» PROVIDED ENTRIES:
╔══
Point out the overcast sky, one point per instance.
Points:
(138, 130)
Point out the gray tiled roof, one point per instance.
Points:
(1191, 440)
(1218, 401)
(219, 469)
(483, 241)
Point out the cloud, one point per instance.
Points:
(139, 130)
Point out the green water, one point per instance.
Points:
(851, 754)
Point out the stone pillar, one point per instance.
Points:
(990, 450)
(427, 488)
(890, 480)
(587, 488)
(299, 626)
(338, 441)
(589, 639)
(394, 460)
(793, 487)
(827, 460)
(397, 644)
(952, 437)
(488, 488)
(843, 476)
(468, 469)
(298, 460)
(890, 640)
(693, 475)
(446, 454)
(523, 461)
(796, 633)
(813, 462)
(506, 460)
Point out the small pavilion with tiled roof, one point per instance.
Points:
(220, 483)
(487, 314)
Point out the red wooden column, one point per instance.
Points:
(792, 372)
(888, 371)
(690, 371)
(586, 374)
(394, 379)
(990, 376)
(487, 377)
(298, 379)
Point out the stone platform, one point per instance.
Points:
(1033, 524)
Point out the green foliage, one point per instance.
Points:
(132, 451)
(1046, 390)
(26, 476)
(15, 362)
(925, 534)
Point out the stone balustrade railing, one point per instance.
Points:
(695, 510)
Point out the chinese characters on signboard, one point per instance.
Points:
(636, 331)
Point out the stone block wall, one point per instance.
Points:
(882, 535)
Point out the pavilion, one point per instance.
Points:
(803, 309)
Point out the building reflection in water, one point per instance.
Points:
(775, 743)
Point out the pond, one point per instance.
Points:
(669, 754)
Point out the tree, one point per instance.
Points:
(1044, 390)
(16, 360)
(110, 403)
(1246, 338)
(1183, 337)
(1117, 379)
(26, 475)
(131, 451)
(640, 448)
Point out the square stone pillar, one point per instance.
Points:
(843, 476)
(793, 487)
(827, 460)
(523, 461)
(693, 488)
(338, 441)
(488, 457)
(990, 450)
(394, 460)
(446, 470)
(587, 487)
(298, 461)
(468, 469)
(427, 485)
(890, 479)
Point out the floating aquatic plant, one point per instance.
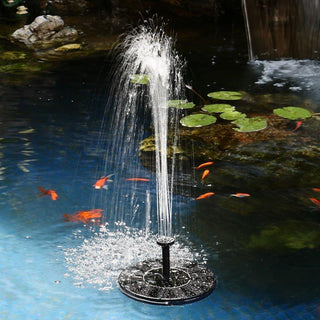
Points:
(218, 108)
(232, 115)
(198, 120)
(139, 78)
(293, 113)
(250, 124)
(180, 104)
(225, 95)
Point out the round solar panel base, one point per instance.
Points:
(188, 282)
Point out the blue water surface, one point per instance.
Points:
(49, 134)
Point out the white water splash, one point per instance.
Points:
(99, 260)
(150, 52)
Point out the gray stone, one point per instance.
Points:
(45, 31)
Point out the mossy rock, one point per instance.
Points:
(20, 67)
(69, 47)
(13, 55)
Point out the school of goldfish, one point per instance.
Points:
(94, 215)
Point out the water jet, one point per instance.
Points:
(149, 53)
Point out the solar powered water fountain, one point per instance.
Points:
(147, 54)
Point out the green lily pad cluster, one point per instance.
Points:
(293, 113)
(226, 111)
(180, 104)
(225, 95)
(198, 120)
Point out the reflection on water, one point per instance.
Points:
(264, 248)
(283, 28)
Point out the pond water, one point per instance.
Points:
(263, 249)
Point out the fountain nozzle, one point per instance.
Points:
(165, 243)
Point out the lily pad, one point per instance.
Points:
(180, 104)
(292, 113)
(250, 124)
(232, 115)
(69, 47)
(225, 95)
(139, 78)
(13, 55)
(218, 108)
(198, 120)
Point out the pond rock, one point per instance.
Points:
(45, 31)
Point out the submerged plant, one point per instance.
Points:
(250, 124)
(232, 115)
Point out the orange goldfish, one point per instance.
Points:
(204, 165)
(298, 125)
(50, 192)
(240, 195)
(205, 174)
(315, 201)
(84, 216)
(205, 195)
(101, 182)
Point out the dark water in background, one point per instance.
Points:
(49, 136)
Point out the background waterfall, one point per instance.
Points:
(282, 28)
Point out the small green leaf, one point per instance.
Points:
(180, 104)
(232, 115)
(139, 78)
(293, 113)
(250, 124)
(225, 95)
(198, 120)
(218, 108)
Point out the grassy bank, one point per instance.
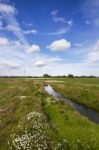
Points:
(82, 90)
(32, 120)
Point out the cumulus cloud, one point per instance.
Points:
(33, 48)
(78, 44)
(33, 31)
(56, 18)
(59, 45)
(39, 63)
(93, 56)
(46, 61)
(3, 41)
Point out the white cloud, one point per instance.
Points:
(3, 41)
(59, 32)
(59, 45)
(33, 48)
(8, 9)
(90, 9)
(70, 22)
(57, 18)
(9, 13)
(40, 63)
(78, 44)
(93, 55)
(30, 31)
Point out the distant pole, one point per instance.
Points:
(24, 71)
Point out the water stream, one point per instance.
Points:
(88, 112)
╚══
» TASK TO COMPLETE:
Exactness is what counts here: copy each entry as given and omit its pictures.

» RESPONSE TO THIS EXERCISE:
Point out the overcast sky, one point per instance.
Points:
(138, 130)
Point out the gray tiled roof, one point per instance.
Points:
(1191, 440)
(1218, 401)
(219, 469)
(483, 241)
Point out the cloud, one point per instance.
Points:
(139, 130)
Point out the green water, one point per instance.
Points:
(851, 754)
Point out the stone pillar, one point per instance.
Points:
(990, 450)
(427, 488)
(890, 480)
(587, 488)
(299, 626)
(338, 441)
(589, 639)
(394, 460)
(793, 487)
(827, 460)
(397, 644)
(952, 437)
(488, 488)
(843, 476)
(468, 469)
(298, 460)
(890, 640)
(693, 475)
(446, 454)
(523, 461)
(796, 633)
(813, 462)
(506, 460)
Point out the small pavilion with tiled roof, one point per instance.
Points:
(220, 483)
(487, 314)
Point out the red wooden column, one point per instance.
Points:
(792, 372)
(888, 371)
(690, 371)
(586, 374)
(394, 379)
(990, 376)
(487, 377)
(298, 379)
Point out the stone platform, one point per instance.
Points:
(1033, 524)
Point out the green foliage, one point per instance.
Points:
(132, 451)
(1046, 390)
(26, 476)
(15, 362)
(925, 534)
Point out the stone balustrade railing, one point per instance.
Points:
(695, 510)
Point out the chinese characters on signboard, one point per instance.
Points:
(636, 331)
Point out the stone block wall, one point per instance.
Points:
(882, 535)
Point out the pavilion, one point per instance.
Points:
(803, 309)
Point out the building reflection in water, one point per instance.
Points:
(775, 743)
Point out the pond, one point per instance.
Points:
(669, 754)
Point out the tree, one point per instance.
Points:
(1044, 390)
(16, 360)
(110, 403)
(1246, 338)
(1183, 337)
(1117, 379)
(26, 475)
(131, 451)
(640, 448)
Point out the square stone pillar, one point per instance.
Points:
(843, 476)
(793, 487)
(827, 460)
(523, 461)
(693, 488)
(338, 441)
(488, 457)
(990, 450)
(394, 460)
(446, 470)
(587, 487)
(298, 461)
(468, 469)
(427, 485)
(890, 479)
Point out the floating aquatic plant, one point per instance.
Points:
(218, 108)
(232, 115)
(198, 120)
(139, 78)
(293, 113)
(250, 124)
(180, 104)
(225, 95)
Point out the round solar panel base, one point per instance.
Points:
(188, 282)
Point out the blue water surface, one point per instance.
Points:
(49, 134)
Point out the white water splash, one point per instance.
Points:
(99, 260)
(150, 52)
Point out the gray stone, one point per instance.
Points:
(45, 31)
Point out the mossy rock, one point per instance.
Points:
(20, 67)
(69, 47)
(13, 55)
Point out the school of goldfish, one point per instance.
Points:
(94, 215)
Point out the water jet, one point per instance.
Points:
(149, 53)
Point out the solar powered water fountain, one point per instance.
Points:
(147, 54)
Point out the green lily pad cluster, one point per instance.
Points:
(293, 113)
(226, 111)
(180, 104)
(225, 95)
(198, 120)
Point out the reflection on water, one point per instance.
Points:
(264, 248)
(283, 28)
Point out the pond water, one point per instance.
Points:
(263, 249)
Point out the fountain nozzle, one point per instance.
Points:
(165, 243)
Point out the lily pad, one point per instance.
Points:
(180, 104)
(292, 113)
(250, 124)
(232, 115)
(69, 47)
(225, 95)
(139, 78)
(13, 55)
(218, 108)
(198, 120)
Point out the pond rock, one point per instance.
Points:
(45, 31)
Point out the submerged plant, one point per instance.
Points:
(250, 124)
(232, 115)
Point out the orange goldfish, one point per instance.
Points:
(204, 165)
(298, 125)
(50, 192)
(240, 195)
(205, 174)
(315, 201)
(84, 216)
(205, 195)
(101, 182)
Point out the dark water in background, one point per instance.
Points:
(49, 136)
Point out the background waterfall, one point per instance.
Points:
(282, 28)
Point out the small green leaf, one point per instance.
Points:
(180, 104)
(232, 115)
(139, 78)
(293, 113)
(250, 124)
(225, 95)
(198, 120)
(218, 108)
Point out the grassy bank, one point per instance.
Points:
(82, 90)
(32, 120)
Point out the cumulus cloud, one point per instance.
Points:
(33, 48)
(78, 44)
(33, 31)
(56, 18)
(59, 45)
(39, 63)
(93, 56)
(46, 61)
(3, 41)
Point out the white cloud, one point per instance.
Points:
(3, 41)
(59, 32)
(59, 45)
(33, 48)
(8, 9)
(90, 9)
(70, 22)
(57, 18)
(9, 13)
(40, 63)
(78, 44)
(93, 55)
(30, 31)
Point out the distant pole, one point per instance.
Points:
(24, 71)
Point out the water stream, one point per instance.
Points:
(88, 112)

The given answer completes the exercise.